Write out word for word the part of the Dilthey passage that begins at "For Dilthey did" and stops after "to overcome them.".

> Text
-.-.-
For Dilthey did not believe in an irreconcilable antithesis between reason and life, science and intuition. He thought, rather, that it was possible to evolve the full splendour of the objective and subjective world out of experience; to proceed from experience via its understanding and systematisation of this understanding in the methodological interpretation of hermeneutics, to a higher and more comprehensive concept of the scientific method. Dilthey, who was a man of exceptional knowledge and genuine learning, himself frequently noticed that his two basic tendencies - toward an intuitional irrationalism and toward a scientific methodology - were in contradiction, and he overtly stated the resulting antimonies*. But again and again he attempted to overcome them.

Dilthey himself said of the circle inherent in the vitalistic argumentation of the science of history: "History is intended to teach us what life is. And it must find its resources in life." On one hand he said "human nature is always the same", and on the other, in analysing the natural system of the 17- 18th century "the human type melts away in the process of history" and that "for us, the question as to whether man of different periods may be regarded as the same within certain limits in respect to strength of motives cannot be answered at all at present".
-.-.-
> Extracted material
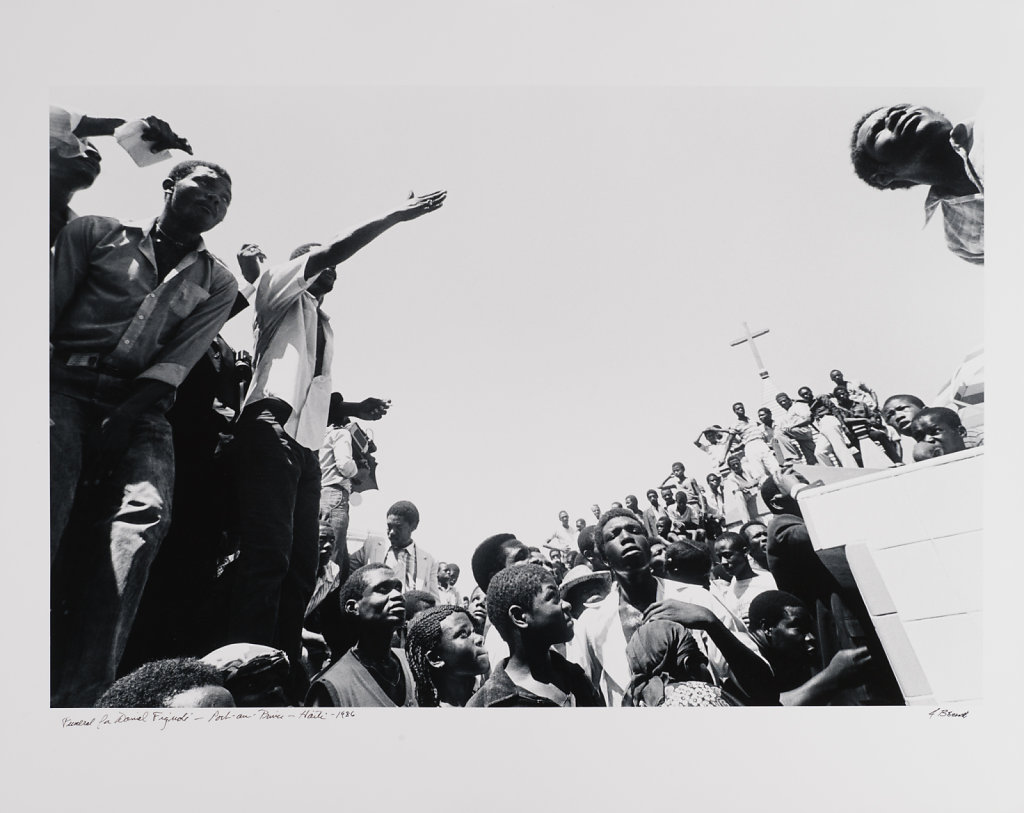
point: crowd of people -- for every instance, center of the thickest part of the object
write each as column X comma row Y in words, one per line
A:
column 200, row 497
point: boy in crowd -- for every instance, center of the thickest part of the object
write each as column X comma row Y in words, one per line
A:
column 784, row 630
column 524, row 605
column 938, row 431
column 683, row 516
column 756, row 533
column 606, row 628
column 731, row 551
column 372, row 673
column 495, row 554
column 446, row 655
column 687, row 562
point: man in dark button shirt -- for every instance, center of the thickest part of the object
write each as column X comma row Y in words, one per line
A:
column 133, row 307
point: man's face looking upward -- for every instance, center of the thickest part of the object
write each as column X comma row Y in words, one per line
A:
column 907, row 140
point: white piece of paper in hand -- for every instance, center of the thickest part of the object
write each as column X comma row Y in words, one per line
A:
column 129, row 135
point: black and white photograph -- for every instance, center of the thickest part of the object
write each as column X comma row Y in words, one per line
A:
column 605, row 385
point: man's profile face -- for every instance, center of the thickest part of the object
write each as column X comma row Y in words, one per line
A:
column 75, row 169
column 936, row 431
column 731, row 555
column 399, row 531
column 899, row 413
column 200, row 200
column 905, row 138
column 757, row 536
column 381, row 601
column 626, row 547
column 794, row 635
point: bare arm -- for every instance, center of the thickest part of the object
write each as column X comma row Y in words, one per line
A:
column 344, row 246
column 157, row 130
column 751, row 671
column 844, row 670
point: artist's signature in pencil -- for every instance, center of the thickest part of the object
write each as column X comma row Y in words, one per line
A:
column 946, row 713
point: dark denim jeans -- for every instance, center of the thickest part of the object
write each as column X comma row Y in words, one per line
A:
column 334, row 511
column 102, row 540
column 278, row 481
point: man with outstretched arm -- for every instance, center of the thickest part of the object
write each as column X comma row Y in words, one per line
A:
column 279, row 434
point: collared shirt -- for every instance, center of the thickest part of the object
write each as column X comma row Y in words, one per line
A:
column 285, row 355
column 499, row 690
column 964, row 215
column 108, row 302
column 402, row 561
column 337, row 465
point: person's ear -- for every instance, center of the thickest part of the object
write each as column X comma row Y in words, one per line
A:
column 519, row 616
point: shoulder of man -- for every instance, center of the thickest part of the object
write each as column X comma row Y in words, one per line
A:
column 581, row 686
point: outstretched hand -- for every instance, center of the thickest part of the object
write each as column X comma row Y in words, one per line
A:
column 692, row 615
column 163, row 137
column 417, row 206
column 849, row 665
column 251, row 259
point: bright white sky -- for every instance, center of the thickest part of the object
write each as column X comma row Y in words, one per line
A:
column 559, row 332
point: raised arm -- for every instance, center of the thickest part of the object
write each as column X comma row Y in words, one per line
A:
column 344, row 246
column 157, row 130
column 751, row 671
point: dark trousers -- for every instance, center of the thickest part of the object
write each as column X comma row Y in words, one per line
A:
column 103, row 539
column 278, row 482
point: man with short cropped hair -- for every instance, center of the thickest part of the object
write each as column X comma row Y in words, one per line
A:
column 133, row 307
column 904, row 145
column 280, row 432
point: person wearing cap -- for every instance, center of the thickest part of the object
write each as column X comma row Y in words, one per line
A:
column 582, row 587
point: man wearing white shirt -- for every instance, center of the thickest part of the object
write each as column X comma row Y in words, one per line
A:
-.-.-
> Expected answer
For Dilthey did not believe in an irreconcilable antithesis between reason and life, science and intuition. He thought, rather, that it was possible to evolve the full splendour of the objective and subjective world out of experience; to proceed from experience via its understanding and systematisation of this understanding in the methodological interpretation of hermeneutics, to a higher and more comprehensive concept of the scientific method. Dilthey, who was a man of exceptional knowledge and genuine learning, himself frequently noticed that his two basic tendencies - toward an intuitional irrationalism and toward a scientific methodology - were in contradiction, and he overtly stated the resulting antimonies*. But again and again he attempted to overcome them.